— start of PASSAGE —

Monday, February 18, 2008

Subscription Learning - Sign Me Up!...

Like most institutions, the college I work at delivers its learning in the form of boxes - classes, courses, and programmes. Classes are regularly scheduled, course are offered by semester and programmes are anywhere from one to three tears in length. All are delivered on a regular schedule defined by the academic calendar. Learners fit their learning into this schedule.

But what if there were a different way to provide learning? One that is focussed on the convenience of learners, not the rules of institutions - what if a course had no actual end date, or start date, and it could be changed as needed while being offered and could accommodate different learning styles, then perhaps such a course could be "sold" by subscription. Learners would sign in and out of the course when they wanted to over the life of the subscription on a schedule that works for them fit. No different than how we read magazines, or watch cable channels or get RSS feeds - we subscribe to them and use them on our own time, at our convenience, not the convenience of the providers.

The design of a course delivered by subscription would have to be fully interactive and activity driven... a key would the evaluation of the activities and the artefacts they produce, for example, that can evaluate learner progress. A competency-based assessment system that allowed learners multiple opportunities to become successful and was both formative and summative would work best. A portfolio learning approach would also be a key element of subscription courses, giving the learner and the facilitators a clear picture of the capabilities of the learner.

This subscription model, which would give a learner a mostly indeterminate amount of time to complete a course would work very well in an online learning environment. It would allow people to learn at their own rate and in their own way... with support from other students and expert facilitators.

A subscription based course model would also require a curriculum that is not based on
weekly class schedules, fixed assignment times, and semesters. It would require an adjustment in thinking in that a facilitator could be assigned to a course with learners in many varying stages of completion, something we do not do a lot of yet. But it is a great way to model education without boundaries, learner and learning-centred education. Subscription based courses would also allow an institution to provide learning opportunities where formal outcomes may not be as important as skill development and community access. The community of community college. This model would work for both credit and non-credit courses.

— end of PASSAGE —
— start of SUPPLIED RECORDS —

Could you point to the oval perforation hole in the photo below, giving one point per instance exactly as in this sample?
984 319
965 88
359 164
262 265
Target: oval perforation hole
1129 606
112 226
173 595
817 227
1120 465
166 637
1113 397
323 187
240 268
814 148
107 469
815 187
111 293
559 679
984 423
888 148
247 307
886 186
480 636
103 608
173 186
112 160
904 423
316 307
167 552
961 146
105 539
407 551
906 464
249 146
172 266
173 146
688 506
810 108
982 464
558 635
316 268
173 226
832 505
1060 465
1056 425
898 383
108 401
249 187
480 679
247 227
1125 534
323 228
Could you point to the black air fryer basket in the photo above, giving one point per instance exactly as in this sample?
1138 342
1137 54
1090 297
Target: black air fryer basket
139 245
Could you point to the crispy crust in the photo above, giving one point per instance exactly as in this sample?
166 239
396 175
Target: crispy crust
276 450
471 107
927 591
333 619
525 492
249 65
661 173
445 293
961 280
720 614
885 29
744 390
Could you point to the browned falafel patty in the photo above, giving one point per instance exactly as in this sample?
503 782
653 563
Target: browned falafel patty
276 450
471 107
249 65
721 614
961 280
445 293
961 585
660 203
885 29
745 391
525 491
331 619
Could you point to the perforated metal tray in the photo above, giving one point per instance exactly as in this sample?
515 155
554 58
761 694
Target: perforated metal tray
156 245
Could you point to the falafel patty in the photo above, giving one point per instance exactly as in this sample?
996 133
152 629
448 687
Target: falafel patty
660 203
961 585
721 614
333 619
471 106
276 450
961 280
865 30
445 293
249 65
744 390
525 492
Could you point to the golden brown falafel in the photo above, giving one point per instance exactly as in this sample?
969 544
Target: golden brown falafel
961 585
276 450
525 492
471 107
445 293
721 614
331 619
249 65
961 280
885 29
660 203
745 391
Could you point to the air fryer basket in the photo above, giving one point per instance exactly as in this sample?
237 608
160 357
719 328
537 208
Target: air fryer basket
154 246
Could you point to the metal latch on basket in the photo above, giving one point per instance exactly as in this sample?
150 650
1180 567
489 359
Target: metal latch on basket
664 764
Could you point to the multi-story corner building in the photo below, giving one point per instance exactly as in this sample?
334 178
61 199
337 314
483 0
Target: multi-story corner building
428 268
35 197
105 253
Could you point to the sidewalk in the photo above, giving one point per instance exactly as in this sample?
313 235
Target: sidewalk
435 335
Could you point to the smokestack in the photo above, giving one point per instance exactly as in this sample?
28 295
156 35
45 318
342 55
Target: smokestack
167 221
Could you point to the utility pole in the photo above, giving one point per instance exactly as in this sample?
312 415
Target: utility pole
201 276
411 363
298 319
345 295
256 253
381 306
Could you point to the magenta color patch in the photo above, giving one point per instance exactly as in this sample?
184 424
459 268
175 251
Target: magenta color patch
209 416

— end of SUPPLIED RECORDS —

### WORK TO BE COMPLETED
Rewrite the part of the subscription learning post that begins at the words "A subscription based" and stops after "and non-credit courses.", changing "semesters" to "terms". Nothing in the rows is needed here.

### RESULT FOR THIS EXERCISE
A subscription based course model would also require a curriculum that is not based on
weekly class schedules, fixed assignment times, and terms. It would require an adjustment in thinking in that a facilitator could be assigned to a course with learners in many varying stages of completion, something we do not do a lot of yet. But it is a great way to model education without boundaries, learner and learning-centred education. Subscription based courses would also allow an institution to provide learning opportunities where formal outcomes may not be as important as skill development and community access. The community of community college. This model would work for both credit and non-credit courses.